WORK ITEM:
The records below are to be written out again, exactly as they appear.

Natural-language object grounding data
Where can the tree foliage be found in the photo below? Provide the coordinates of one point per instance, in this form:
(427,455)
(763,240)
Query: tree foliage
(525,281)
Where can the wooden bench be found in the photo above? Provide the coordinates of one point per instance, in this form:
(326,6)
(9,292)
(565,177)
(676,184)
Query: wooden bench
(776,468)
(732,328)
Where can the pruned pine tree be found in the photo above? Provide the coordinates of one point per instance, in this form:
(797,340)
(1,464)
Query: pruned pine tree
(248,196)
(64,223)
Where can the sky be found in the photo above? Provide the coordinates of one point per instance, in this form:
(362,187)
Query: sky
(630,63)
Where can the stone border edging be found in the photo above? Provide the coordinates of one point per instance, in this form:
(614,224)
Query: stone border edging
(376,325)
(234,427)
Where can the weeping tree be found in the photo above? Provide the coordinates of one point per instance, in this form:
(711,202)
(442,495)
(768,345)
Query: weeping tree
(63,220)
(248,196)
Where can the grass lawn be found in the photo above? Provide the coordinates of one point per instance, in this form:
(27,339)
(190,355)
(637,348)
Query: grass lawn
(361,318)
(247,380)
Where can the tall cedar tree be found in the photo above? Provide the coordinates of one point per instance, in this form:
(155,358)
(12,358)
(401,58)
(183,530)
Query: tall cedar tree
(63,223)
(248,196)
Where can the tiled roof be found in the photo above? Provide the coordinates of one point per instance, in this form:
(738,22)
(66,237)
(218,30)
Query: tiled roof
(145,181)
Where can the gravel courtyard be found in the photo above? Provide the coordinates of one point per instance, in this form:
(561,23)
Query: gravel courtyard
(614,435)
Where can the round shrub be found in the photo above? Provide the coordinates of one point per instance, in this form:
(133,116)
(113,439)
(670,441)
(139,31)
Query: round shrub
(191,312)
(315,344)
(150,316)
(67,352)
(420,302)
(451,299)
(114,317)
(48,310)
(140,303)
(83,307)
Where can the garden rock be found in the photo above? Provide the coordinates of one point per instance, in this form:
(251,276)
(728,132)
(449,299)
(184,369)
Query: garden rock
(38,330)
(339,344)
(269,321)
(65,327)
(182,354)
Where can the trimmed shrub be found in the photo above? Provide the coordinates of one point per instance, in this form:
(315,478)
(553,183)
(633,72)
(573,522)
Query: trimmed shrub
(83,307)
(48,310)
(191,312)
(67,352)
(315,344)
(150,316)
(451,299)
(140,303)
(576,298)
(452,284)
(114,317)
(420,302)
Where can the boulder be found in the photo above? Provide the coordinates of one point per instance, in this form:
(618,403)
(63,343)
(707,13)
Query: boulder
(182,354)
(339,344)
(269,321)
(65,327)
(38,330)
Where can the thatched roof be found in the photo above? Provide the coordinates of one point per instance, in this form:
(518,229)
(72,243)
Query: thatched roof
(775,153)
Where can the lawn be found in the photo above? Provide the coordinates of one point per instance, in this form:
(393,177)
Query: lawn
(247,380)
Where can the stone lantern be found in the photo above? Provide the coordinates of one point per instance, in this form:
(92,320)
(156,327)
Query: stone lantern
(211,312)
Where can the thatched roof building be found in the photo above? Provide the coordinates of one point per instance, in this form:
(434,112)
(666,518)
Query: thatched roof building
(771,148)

WRITTEN SOLUTION:
Where can the tree foliage be found in the photo below? Provide the coordinates of one point per instance, in this form:
(427,455)
(763,240)
Query: tree foliage
(525,281)
Where can the wooden bench be found in the photo above? Provide the coordinates of one point per instance, in this form:
(326,6)
(9,292)
(565,177)
(676,184)
Query: wooden bench
(776,468)
(732,328)
Where can the pruned pine tree be found in the photo above? Provide the coordinates of one point per instance, in this form:
(797,340)
(1,464)
Query: pruned pine tree
(248,196)
(64,223)
Where can the sky be found in the photo above? Provide the coordinates of one point per instance, in this form:
(362,187)
Query: sky
(630,63)
Where can the stone border edging be found in the photo above? Provide the coordinates of one point per instance, in this form:
(614,224)
Query: stone border edging
(376,325)
(234,427)
Where can the weeping tree be found in the photo above? Provide the coordinates of one point per instance, in this form:
(711,202)
(442,495)
(768,345)
Query: weeping tree
(63,220)
(248,196)
Where can the grass lawn be found in the photo above? Provide the coordinates of one point per instance, in this form:
(27,339)
(190,355)
(637,348)
Query: grass lawn
(361,318)
(247,380)
Where can the tall cedar tree be found in the photo above? Provide the coordinates of one point per instance, in this form:
(155,358)
(12,358)
(401,58)
(183,530)
Query: tall cedar tree
(63,223)
(248,196)
Where can the tiled roof be found in the photo above? Provide the coordinates of one point per instance, in this form:
(738,22)
(66,237)
(218,30)
Query: tiled roof
(145,181)
Where can the gravel courtyard be found in the photo above? Provide the coordinates of one point per instance, in this form:
(561,23)
Query: gravel courtyard
(614,435)
Where can the round shrub be found in the photo above? Provide the coordinates of one point per instance, in this form:
(133,116)
(113,439)
(670,441)
(139,31)
Query: round shrub
(191,312)
(315,344)
(150,316)
(67,352)
(420,302)
(451,299)
(114,317)
(48,310)
(140,303)
(83,307)
Where can the garden rock be found in the photo above? Provide the coordinates of one point per instance, in this form:
(251,276)
(728,132)
(449,299)
(184,369)
Query: garden rock
(38,330)
(339,344)
(269,321)
(65,327)
(182,354)
Where can the trimmed shrub be found in the photo above? Provide the coordinates of one point per instance, in this form:
(315,478)
(553,183)
(633,72)
(573,522)
Query: trimmed shrub
(83,307)
(48,310)
(191,312)
(67,352)
(315,344)
(150,316)
(451,299)
(140,303)
(576,298)
(452,284)
(114,317)
(420,302)
Where can the boulder be found in the photo above? Provide the coordinates of one point per instance, in this form:
(618,403)
(63,343)
(707,13)
Query: boulder
(182,354)
(339,344)
(269,321)
(65,327)
(38,330)
Where can the thatched roof be found in the photo above? Provide the coordinates of one point per instance, in this form:
(518,229)
(72,243)
Query: thatched roof
(775,153)
Where can the lawn be found in the photo above? Provide the coordinates of one point per instance, in this form:
(393,177)
Query: lawn
(247,380)
Where can the stone lantern be found in the photo above? Provide the coordinates of one point per instance, in this form:
(92,320)
(156,327)
Query: stone lantern
(211,312)
Where can the thatched roof building be found in the photo above? Provide the coordinates of one point per instance, in this form:
(434,112)
(666,518)
Query: thatched roof building
(771,148)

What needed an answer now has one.